## [Given data]
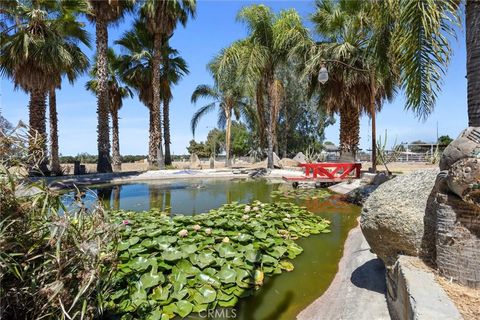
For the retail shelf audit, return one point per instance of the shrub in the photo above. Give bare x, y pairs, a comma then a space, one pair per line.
54, 264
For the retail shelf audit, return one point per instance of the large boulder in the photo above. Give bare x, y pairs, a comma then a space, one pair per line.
392, 217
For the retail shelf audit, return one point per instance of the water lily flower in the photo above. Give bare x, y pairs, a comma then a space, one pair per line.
183, 233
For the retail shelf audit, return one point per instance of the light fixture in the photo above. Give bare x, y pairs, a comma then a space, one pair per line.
323, 75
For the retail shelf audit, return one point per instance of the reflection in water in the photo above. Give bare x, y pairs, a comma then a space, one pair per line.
282, 296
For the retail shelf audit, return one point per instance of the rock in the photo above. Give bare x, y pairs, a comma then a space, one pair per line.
286, 162
392, 216
467, 145
300, 157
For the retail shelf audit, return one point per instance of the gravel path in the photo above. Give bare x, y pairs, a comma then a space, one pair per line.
358, 289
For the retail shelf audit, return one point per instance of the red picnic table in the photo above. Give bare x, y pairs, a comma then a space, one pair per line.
329, 171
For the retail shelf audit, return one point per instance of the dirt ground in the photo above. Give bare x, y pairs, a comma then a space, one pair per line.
395, 167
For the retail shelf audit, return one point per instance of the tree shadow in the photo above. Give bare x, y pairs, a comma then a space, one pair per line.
370, 276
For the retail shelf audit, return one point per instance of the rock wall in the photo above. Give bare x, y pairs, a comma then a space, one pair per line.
392, 218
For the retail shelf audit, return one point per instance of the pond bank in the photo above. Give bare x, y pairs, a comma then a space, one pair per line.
358, 289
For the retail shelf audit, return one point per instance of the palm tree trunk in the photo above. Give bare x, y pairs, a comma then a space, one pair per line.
261, 114
152, 143
103, 141
166, 131
228, 133
116, 159
52, 112
271, 123
373, 113
157, 59
349, 131
37, 131
473, 61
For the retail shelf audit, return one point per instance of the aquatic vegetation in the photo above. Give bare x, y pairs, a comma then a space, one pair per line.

## [Aim of the exercise]
Would you mind repeating the records above exactly, without the pictures?

## [Answer space]
For the retail shelf audit, return one point per instance of the shrub in the photo above. Give bare x, y pairs, a comma then a space, one pair per line.
54, 264
For the retail shelf audit, return one point per instance of the large boulder in the photo above. Give bare x, y pairs, a comma then a space, one pair per line.
392, 217
For the retail shelf audit, return one point per instance of the water lily flower in the photo above. Give bare x, y pairs, a comma then a space, one pair per line.
183, 233
For the retail shelf audit, return one point per instance of the light fixture in the photo above. Give bare x, y pairs, a comma then a space, one pair per line.
323, 75
For the retail shelf audit, return one point per instance of the reflection in water in the photo above. Give bare x, y pairs, a comma then a space, one pair per line.
282, 296
For the retail shelf audit, return one point per instance of the rock in the photo above. Give bare x, y pairs, a comma then a space, one pair per line.
286, 162
392, 216
467, 145
300, 157
For the retail shelf audit, return one point per instance of the gravel path in the photo above. Give bare x, y pairs, a comma then a space, one pair per line.
358, 289
For the retail shelf audit, return one point per instance of the red picnic table in the photo above. Give bare x, y pairs, a comma then a space, one pair per line.
329, 171
For the retail shelf audit, return one point per instance of the dirt ground in the photo above. Give bare x, y pairs, a comma then a space, one pair per line.
395, 167
For the retail shelf audit, return one point per instance of the tree shadow in the photo above. Give bare x, y pairs, a comma then a space, one pair per line.
370, 276
For the retail shelf audit, return one point per instance of the rock wall in the photo above. Give bare x, y pairs, a comma then a space, one pair per line.
392, 218
For the retail shelf audit, return one point per instance of the pond bank in the photo above. Give bare x, y pairs, a comma then a space, one pair per line.
358, 289
For the retail shelf audit, return one point per instance of the palm tree trunk in the photo above. Give bare x, y pairs, a comma then a space, one pair per line.
261, 114
152, 143
103, 141
166, 131
228, 133
116, 159
52, 112
271, 123
373, 113
157, 59
349, 131
37, 131
473, 61
For the retail shelf audit, return one point per instance of the aquatic vegetation in the photo above. Give bare x, y pairs, a comma then a space, one pair per line.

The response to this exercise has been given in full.